SUPPLIED DATA »
## Start
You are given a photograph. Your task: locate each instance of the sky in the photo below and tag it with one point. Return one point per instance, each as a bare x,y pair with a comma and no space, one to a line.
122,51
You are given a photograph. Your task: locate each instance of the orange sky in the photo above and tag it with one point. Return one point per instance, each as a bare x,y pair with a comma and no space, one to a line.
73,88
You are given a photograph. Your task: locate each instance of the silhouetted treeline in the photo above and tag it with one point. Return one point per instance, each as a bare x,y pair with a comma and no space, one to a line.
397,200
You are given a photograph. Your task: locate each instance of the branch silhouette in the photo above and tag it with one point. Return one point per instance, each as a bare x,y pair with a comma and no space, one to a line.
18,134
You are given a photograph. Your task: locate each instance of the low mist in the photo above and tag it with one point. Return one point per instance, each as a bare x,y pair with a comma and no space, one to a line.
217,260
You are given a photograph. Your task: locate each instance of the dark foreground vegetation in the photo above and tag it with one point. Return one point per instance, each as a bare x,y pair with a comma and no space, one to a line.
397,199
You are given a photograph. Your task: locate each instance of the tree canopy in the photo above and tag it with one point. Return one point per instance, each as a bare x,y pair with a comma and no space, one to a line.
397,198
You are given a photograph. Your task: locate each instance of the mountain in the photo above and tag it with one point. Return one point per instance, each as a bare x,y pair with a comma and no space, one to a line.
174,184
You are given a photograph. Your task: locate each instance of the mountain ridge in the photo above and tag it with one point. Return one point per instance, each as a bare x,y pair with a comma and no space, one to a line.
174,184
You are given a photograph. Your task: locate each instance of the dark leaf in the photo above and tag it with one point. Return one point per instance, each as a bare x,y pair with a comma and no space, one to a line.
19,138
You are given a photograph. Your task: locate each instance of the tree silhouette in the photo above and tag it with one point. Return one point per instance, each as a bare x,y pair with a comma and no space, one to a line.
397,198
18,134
## End
## Start
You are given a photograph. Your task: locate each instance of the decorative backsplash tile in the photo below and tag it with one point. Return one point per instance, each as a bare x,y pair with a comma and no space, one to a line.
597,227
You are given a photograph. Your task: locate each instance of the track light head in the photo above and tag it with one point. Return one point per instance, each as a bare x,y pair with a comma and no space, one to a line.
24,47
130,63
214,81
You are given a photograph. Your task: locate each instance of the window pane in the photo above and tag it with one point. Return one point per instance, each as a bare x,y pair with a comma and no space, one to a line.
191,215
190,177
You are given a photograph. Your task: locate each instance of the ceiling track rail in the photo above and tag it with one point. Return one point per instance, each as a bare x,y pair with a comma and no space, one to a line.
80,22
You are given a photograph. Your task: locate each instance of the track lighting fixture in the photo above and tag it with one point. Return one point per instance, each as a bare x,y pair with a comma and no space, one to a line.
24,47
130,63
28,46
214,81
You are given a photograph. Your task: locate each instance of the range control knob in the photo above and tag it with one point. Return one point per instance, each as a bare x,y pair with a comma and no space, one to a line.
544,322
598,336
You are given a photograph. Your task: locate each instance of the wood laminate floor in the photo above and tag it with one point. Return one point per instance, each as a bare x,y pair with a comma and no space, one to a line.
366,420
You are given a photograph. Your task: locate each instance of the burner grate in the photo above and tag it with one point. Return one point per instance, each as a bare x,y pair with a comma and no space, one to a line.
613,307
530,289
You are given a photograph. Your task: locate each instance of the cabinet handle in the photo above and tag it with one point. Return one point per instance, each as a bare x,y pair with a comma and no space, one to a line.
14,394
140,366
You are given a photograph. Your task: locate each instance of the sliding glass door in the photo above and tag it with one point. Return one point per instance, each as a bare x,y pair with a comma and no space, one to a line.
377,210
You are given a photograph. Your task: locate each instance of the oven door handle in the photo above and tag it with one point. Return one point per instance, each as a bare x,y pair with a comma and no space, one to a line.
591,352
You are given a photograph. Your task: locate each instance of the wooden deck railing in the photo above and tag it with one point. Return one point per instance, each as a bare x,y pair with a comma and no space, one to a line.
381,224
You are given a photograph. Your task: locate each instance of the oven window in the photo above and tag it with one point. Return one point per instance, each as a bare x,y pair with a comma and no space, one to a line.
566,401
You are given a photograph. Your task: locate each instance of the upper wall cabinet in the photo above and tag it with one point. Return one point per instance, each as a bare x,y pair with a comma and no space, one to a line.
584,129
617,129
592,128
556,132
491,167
## End
REQUIRED TASK » Return each row above that contains the string "below", copied in full. Matching is case-sensitive.

RESULT FOR THIS TASK »
You are given a photograph. Your task: locate each instance of the sky in the photo below and tag it with one point. Return one point per instance, each as a bare x,y pair with a comma and no space, one to a line.
You are given a photograph. Your task: locate each instance of the decorative backsplash tile in the photo below and tag it with one point. Return one point per instance, each as a bare x,y pair with a comma and no space, one to a line.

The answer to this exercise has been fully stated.